======== Exercise text ========
A Fight Well Fought [opinion]

FRIENDS and relatives yesterday flooded the social media to pay tribute to radio and television personality Chi-Chi, real name Nancy Muinjo, who died of cancer in the morning.

She died just a few days after celebrating her 29th birthday on Saturday.

Most people described her as a bubbly, fun-loving and charismatic young woman who lived life to the fullest, without reservations but always full of hope.

Chi-Chi became the brave face of the fight against the disease in her early 20s when she started battling breast cancer and for six years, Chi-Chi never allowed herself to be bogged down by the disease.

In 2013, she told The Namibian that the cancer was now in stage two and had spread to the spinal cord and damaged the vertebra.

A few weeks ago, Chi-Chi could not make it for an interview with The Namibian because she had just undergone chemotherapy. She later settled for another day, saying she wanted her story to help other young women.

“This will be a good thing because I am hoping that my story will help people out there. I am not feeling so g today but you are welcome to come tomorrow,” a soft spoken Chi-Chi said.

Unfortunately, that day never came because the cancer was in stage four, keeping her in hospital most of the time.

Her mother, Menesia Muinjo, who was by her side everyday also said Chi-Chi has been incredibly g and still working.

“I wish she could slow down but then it will not be her. She is in hospital but she is doing assignments from school and work. She is very brave and looking forward to the interview with The Namibian,” the mother said.

Despite her ongoing battle, Chi-Chi quickly proved to those around her that she would continue living life to the fullest.

She worked on various projects aimed at raising awareness on the disease and recently teamed up with Sanlam Namibia and NBC to create a TV show that is aimed at spreading awareness on cancer through telling stories of survivors.

Chi-Chi was also recently revealed as the brand ambassador for Sanlam’s project “There’s a CAN in CANCER with Chi-Chi” through which the TV show was created.

In various YouTube videos she posted about her time in hospital and at her home, Chi-Chi showed great hope for life. She talks about the book titled Lucky.
========
* **Your objective**: Resume the opinion piece on Chi-Chi's fight with cancer, writing on from its final sentence.
======== Data records ========
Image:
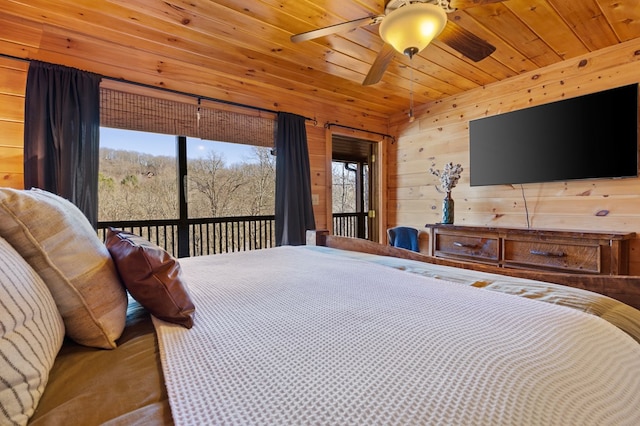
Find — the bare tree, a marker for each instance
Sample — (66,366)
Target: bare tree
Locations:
(210,178)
========
* **Task answer**:
She says, in one of the videos, “I cry sometimes at night alone”. In another she is in hospital and talking about the month of May and what it means to her.

Omniously, Chi-Chi says maybe she will make it through May or not but whichever way, she was happy that at least she had seen a new month.

Even in hospital, she was busy working on her laptop preparing what she called minutes for work although she could not make it to the NAMAs where she was supposed to handover the best duo award.

Dillish Mathews remembers Chi-Chi as a fun-loving person who encouraged friends to follow their dreams.

“She was full of life, always laughing and had the loudest laugh. She was always willing to help and always believed in others’ dreams. I know that she was young and it’s really sad she left us but we can’t question life”, she said.

The two, alongside other musicians and friends worked together in 2013 to compile and produce a song aimed at fighting breast cancer and raising awareness on issues affecting young women.

Immigration minister Pendukeni Iivula-Ithana, whom Chi-Chi worked for, was evidently shaken by the loss.

“I’m not saying that I’m shocked but I have committed myself to supporting her through the difficult times and although cancer is terminal, I had not prepared myself for this. I am saddened,” she said. “Nancy was such a delightful person, full of energy.

She carried that illness with courage and gave me such an inspiration that even at my age I could learn something from her. What I inherited from her is hope.”

Youth activist Job Amupanda who met Chi-Chi during her time as a youth leader at the University of Namibia was equally saddened at her death.

“Her death must serve to enlighten and strengthen us as youth and revolutionaries. Her courage and fighting spirit must inspire us. Her work ethic, educational achievements, kind soul and spirit must captivate us,” he said while continuing to describe her as someone who was always smiling, never angry.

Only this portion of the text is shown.